If a line in the records below contains the word "rough", return that line.

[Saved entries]

====================

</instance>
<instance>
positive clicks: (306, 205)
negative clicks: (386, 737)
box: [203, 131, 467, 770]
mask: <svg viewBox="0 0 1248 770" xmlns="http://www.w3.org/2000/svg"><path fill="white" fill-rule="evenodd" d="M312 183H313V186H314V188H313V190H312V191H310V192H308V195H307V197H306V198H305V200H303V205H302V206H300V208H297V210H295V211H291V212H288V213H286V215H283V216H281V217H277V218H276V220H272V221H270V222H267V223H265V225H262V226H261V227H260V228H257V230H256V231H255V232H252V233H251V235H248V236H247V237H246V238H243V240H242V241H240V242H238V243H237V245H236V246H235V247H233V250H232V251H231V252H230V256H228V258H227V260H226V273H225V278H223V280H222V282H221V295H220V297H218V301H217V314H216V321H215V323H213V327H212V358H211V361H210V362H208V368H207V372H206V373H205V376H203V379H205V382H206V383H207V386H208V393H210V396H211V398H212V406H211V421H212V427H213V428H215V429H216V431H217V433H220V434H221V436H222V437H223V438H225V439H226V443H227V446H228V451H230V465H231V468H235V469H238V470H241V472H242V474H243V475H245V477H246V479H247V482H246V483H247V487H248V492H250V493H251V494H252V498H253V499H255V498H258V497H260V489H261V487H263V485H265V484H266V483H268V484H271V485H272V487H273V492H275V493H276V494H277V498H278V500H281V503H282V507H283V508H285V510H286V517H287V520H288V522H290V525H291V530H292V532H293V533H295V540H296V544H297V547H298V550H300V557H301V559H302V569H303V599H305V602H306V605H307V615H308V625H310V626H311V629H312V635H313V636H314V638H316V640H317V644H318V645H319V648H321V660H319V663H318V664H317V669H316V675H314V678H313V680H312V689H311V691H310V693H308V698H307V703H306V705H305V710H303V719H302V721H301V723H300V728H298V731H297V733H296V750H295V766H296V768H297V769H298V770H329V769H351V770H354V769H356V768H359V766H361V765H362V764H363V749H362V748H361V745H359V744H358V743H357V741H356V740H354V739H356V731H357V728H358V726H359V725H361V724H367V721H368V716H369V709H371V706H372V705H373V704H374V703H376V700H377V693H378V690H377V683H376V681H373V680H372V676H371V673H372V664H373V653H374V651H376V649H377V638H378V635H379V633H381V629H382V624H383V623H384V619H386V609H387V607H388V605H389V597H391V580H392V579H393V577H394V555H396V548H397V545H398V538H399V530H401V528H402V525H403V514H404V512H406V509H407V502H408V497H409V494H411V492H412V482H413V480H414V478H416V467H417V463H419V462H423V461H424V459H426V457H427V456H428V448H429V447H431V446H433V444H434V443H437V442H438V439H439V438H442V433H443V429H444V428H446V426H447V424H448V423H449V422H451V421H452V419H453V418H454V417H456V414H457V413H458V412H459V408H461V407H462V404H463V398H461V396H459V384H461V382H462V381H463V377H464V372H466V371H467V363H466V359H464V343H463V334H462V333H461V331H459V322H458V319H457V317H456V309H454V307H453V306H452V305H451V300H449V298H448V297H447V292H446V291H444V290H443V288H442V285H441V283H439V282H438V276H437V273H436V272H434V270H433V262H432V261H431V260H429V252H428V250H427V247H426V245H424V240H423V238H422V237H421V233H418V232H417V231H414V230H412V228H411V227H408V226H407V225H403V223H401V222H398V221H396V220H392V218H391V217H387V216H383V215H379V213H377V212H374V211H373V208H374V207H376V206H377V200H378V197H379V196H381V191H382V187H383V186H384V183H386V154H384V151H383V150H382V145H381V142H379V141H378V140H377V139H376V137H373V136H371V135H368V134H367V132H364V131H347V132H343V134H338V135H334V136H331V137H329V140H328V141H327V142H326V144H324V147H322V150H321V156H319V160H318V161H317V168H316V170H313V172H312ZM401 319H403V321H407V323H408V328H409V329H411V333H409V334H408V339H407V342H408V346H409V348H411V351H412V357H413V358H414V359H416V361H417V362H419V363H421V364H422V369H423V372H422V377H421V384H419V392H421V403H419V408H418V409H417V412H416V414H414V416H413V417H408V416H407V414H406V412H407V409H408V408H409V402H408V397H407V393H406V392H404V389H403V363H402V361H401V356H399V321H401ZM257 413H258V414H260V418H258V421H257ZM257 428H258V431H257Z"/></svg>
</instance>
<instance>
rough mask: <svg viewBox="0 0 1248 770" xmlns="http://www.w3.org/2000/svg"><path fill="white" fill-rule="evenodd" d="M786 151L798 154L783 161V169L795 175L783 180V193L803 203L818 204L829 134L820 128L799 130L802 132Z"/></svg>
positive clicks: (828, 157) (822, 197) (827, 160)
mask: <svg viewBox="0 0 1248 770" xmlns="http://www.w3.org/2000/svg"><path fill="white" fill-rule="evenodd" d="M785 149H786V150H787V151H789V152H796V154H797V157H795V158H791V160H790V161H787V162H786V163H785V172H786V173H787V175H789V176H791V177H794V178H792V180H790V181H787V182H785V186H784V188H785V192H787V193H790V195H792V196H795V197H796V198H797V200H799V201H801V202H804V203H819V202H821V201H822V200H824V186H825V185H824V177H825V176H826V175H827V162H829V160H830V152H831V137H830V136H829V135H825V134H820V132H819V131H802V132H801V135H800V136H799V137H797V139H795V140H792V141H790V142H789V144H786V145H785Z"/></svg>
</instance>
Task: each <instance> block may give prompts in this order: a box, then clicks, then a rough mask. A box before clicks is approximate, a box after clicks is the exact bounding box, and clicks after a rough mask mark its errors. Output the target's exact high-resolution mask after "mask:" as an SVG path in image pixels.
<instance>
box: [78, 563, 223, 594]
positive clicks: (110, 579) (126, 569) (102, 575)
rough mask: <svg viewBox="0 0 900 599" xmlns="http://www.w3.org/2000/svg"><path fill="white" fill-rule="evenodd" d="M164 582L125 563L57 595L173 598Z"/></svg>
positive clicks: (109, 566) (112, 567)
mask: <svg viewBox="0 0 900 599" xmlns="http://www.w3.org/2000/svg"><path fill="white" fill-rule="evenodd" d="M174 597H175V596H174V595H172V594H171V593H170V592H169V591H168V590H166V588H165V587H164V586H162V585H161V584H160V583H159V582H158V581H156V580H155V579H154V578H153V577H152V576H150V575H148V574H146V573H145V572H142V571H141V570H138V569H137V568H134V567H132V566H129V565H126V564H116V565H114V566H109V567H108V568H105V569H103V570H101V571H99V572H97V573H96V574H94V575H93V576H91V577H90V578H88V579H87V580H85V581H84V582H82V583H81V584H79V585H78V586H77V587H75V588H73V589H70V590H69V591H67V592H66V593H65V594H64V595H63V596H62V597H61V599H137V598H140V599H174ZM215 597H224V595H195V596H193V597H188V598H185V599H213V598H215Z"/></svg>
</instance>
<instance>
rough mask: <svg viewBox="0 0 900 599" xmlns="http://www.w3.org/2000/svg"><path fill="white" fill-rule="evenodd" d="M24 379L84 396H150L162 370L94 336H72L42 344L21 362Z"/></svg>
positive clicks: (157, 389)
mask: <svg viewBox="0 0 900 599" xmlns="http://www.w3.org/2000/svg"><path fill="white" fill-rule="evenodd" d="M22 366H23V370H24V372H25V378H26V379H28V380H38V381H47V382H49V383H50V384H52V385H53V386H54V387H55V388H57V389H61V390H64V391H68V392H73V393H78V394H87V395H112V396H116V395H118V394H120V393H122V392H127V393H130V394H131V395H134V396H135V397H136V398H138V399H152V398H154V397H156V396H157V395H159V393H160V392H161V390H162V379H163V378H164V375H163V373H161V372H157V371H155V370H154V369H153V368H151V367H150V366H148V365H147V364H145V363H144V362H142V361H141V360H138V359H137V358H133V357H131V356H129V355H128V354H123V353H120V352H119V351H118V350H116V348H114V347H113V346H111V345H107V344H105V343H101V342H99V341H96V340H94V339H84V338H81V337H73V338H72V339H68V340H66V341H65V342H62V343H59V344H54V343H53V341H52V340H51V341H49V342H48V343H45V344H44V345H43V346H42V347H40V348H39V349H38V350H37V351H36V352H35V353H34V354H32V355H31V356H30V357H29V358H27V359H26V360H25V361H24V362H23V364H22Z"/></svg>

====================

* **RESULT**
rough mask: <svg viewBox="0 0 1248 770" xmlns="http://www.w3.org/2000/svg"><path fill="white" fill-rule="evenodd" d="M786 151L798 154L783 161V169L795 175L783 180V193L803 203L818 204L829 134L820 128L799 130L802 132Z"/></svg>
Task: each <instance> block may give prompts in this order: a box, then clicks, then a rough mask. A box before clicks is approximate, a box after clicks is the exact bounding box, and clicks after a rough mask mark its errors. Output the target's exact high-resolution mask after "mask:" as an SVG path in image pixels.
rough mask: <svg viewBox="0 0 900 599" xmlns="http://www.w3.org/2000/svg"><path fill="white" fill-rule="evenodd" d="M164 582L125 563L57 595L173 598Z"/></svg>
rough mask: <svg viewBox="0 0 900 599" xmlns="http://www.w3.org/2000/svg"><path fill="white" fill-rule="evenodd" d="M24 379L84 396H150L162 370L94 336H72L42 344L21 362Z"/></svg>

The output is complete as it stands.